Texto dado:

┌──

El puesto de Las Pedrizas

 

Mi reclamo veterano, curtido en multitud de lances cuquilleros, lleva haciendo sobre el pulpitillo un trabajo excelente, realizando salidas intermitentes con la intención de no atosigar al campo. De vez en cuando emplea paradas sonoras de forma intencionada, siempre magistrales, a las que me tiene acostumbrado, para escuchar las posibles réplicas de las camperas a los continuos mensajes que pregona desde su atalaya…

Aún no hay respuesta… sigue el silencio del monte… y mientras, mi mejor pájaro, sigue afanado en su labor de eliminar el mutismo desesperante en el que se encuentran las perdices, tratando de obtener por todos los medios algún mensaje retador de las patirrojas. Para ello, abomba su pecho y emplea cantos y sonidos caracterizados por una gran sonoridad, engallado, expectante… rozando las plumas encrestadas de su cabeza en el techo de la jaula. Cuando canta, le gusta introducir su pico entre los alambres de su habitáculo, queriendo así que sus ecos sonoros alcancen una mayor distancia.

Otras veces, y tras algunas calladas, rompe con un curicheo tan suave y aderezados con unos piñones flojos y entrecortados… que me hacen pensar que el campo se encuentra ya muy cercano. Ya lo conozco y sé que es una táctica que emplea cuando aún no ha oído ni visto al campo, pero intuye que se aproxima en silencio a la plaza y viene tapándose entre el monte.

De vez en cuando emplea el revuelo, al que acompaña con unos golpes de saseo, intentando a toda costa romper la indiferencia y apatía que muestran sus congéneres. En otras ocasiones,  cuando utiliza el embuchado ahogado y puja su plumaje, sabiendo que no existen camperas en sus inmediaciones, deduzco que con su actitud conciliadora está quizás recibiendo a algún gazapillo despistado, que ha salido de una zarza cercana, o bien al hambriento zorzal que está tratando de buscar su sustento entre las jarillas.

¡Por fin!… algo ha debido de oír a lo lejos… pues mi perdigón ha dado una enérgica vuelta en la jaula y dirige hacia una pedriza próxima su potente canto de cañón, que completa con unos poderosos piñones. Comienza un largo recital sonoro, pero aún no  oigo con nitidez la voz del campo. No escucho en la lejanía nada… el paso de los años me han restado capacidad de audición, a pesar de que mi pájaro veterano sigue reclamando con insistencia y dirigiendo, hacia una dirección determinada, sus mensajes agresivos.

└──

Entradas de contornos etiquetados
┌──

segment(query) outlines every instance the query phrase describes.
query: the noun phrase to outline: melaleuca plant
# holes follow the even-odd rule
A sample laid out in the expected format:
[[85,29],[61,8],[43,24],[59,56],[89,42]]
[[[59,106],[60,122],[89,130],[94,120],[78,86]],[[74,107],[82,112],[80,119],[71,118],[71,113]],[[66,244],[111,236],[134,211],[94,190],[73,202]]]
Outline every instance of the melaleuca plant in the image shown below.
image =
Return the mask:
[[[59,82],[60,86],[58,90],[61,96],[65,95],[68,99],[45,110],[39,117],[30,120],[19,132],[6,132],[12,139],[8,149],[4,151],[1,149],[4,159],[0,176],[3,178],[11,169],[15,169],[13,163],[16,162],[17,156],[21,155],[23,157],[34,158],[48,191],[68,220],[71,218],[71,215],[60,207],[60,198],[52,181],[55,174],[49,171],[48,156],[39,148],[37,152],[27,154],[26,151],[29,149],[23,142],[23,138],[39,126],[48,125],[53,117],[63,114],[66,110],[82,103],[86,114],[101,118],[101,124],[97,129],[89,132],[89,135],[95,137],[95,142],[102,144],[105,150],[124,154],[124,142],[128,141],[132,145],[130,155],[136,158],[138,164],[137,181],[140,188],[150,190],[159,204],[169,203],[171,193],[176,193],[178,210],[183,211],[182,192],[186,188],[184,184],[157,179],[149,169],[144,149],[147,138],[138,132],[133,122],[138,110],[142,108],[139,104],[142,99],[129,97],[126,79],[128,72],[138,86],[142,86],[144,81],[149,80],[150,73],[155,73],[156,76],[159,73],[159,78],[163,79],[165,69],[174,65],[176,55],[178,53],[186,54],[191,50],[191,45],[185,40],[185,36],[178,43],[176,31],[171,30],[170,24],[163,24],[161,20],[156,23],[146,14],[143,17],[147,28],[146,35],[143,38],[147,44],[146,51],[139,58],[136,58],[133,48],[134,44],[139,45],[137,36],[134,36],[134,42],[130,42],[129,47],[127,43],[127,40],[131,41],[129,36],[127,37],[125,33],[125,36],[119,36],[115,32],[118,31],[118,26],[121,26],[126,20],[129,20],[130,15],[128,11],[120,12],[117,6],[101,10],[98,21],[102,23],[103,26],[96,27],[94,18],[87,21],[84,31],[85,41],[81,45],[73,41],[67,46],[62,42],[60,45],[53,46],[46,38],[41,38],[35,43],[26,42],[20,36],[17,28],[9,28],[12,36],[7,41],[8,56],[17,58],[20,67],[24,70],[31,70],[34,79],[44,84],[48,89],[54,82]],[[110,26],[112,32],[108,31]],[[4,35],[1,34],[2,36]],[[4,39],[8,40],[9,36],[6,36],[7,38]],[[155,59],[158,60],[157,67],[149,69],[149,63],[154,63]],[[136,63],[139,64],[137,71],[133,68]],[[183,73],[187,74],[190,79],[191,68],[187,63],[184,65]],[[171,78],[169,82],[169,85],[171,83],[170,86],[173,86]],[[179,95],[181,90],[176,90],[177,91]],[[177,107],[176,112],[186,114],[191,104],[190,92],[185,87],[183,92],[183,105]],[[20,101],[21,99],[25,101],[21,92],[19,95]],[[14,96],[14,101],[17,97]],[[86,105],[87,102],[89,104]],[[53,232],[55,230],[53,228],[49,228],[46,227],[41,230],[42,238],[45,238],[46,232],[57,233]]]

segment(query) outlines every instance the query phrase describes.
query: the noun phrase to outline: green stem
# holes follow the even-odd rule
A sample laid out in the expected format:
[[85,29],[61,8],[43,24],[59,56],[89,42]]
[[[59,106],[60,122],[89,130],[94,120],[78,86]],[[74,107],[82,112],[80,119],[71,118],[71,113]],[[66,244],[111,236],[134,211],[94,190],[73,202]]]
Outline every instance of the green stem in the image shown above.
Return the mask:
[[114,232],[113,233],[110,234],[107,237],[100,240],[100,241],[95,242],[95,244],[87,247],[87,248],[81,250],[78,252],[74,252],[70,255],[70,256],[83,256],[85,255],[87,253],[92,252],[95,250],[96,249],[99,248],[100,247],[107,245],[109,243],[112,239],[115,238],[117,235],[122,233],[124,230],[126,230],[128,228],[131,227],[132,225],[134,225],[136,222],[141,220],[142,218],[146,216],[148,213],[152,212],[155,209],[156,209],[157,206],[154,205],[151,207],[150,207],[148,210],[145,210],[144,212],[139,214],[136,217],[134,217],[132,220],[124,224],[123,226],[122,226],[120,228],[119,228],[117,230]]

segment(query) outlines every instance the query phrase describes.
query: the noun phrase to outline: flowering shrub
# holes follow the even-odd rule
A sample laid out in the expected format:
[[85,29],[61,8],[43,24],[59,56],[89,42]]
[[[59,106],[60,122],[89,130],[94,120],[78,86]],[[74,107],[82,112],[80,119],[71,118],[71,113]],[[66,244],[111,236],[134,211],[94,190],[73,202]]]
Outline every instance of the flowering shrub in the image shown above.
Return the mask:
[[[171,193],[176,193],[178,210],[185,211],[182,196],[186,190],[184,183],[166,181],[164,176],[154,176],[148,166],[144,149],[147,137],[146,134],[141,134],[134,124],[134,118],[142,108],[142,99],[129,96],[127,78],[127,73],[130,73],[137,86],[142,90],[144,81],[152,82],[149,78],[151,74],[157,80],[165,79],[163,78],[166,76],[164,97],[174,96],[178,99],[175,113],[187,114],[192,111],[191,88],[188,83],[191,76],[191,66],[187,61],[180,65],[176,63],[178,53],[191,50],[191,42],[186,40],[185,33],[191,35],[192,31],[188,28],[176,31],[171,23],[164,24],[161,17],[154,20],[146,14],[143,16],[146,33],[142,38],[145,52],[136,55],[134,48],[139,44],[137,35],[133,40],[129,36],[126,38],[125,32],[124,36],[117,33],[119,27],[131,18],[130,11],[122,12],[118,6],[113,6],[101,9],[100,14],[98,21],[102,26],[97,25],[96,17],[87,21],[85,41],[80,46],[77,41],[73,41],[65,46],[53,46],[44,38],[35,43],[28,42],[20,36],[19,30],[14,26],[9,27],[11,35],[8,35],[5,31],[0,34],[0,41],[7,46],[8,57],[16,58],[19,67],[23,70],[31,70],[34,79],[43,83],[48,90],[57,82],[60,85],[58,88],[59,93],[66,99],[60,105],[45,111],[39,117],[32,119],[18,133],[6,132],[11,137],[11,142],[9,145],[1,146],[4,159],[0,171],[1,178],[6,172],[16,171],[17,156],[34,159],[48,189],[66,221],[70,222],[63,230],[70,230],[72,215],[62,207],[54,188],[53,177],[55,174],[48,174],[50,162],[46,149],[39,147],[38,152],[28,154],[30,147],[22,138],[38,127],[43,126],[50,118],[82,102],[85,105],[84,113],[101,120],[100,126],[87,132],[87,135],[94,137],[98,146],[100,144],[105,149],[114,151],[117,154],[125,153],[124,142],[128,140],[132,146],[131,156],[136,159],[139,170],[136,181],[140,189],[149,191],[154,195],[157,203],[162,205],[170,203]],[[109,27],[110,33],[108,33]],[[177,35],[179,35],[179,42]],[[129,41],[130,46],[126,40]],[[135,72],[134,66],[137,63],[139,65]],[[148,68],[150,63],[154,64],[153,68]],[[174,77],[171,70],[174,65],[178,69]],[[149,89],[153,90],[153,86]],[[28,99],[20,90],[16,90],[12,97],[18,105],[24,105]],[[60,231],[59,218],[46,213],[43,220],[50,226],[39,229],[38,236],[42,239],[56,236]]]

└──

Tareas escritas:
(1) Enumera todas las expresiones que empiezan por «mi» y designan al pájaro en el relato del puesto de Las Pedrizas.
(2) Responde según el relato del puesto de Las Pedrizas:
(a) ¿Dónde le gusta al pájaro introducir el pico cuando canta?
(b) ¿Hacia dónde dirige su canto de cañón tras dar la vuelta en la jaula?
(c) ¿Qué le ha restado capacidad de audición a quien narra?
(3) Continúa, por favor, el relato del puesto de Las Pedrizas a partir de su última frase.

Respuestas a tareas:
(1)
- mi reclamo veterano
- mi mejor pájaro
- mi perdigón
- mi pájaro veterano

(2)
(a) Entre los alambres de su habitáculo.
(b) Hacia una pedriza próxima.
(c) El paso de los años.

(3)
En esos momentos, la leve racha de aire que está soplando incrementa su intensidad y me trae el eco inconfundible del canto ronco del gallo de banda, dueño del terreno donde estamos instalados. Debe estar bregado en mil batallas y escaramuzas, a raíz de las agrias respuestas que escucho ya algo más cercanas. El intercambio de mensajes se sucede, al mismo tiempo que se acorta la distancia que separa a los dos contendientes. La entrada en plaza parece inminente…o por lo menos, ese es mi principal deseo.

Tras mantener un largo diálogo, en el que se intercalan sonoros regaños y llegado el momento de mayor irritabilidad del campero, mi reclamo enmudece a propósito para envalentonar a su adversario. Efectivamente, esta engañosa muestra de cobardía provoca el efecto deseado, y así, por un clarillo del puesto de monte, contemplo la maravillosa escena del valiente garbón afilándose el pico en una piedra, mientras piñonea con rabia y da de pie con insistencia, para dirigirse después embolado hacia la plaza.

¡El combate está planteado!… entra con aires de autoridad, enmoñado, haciendo escudos alternativos con sus alas, tembloroso ante la ira que lo domina, grilleando, riñendo, queriendo mostrar tanto con su lenguaje plumífero como sonoro su claro dominio de la situación. Y mientras, mi reclamo lo recibe con dulzura, inmóvil, ha conseguido su objetivo, que no es otro que el divisar desde su altura las muestras belicosas que le plantea su oponente campero.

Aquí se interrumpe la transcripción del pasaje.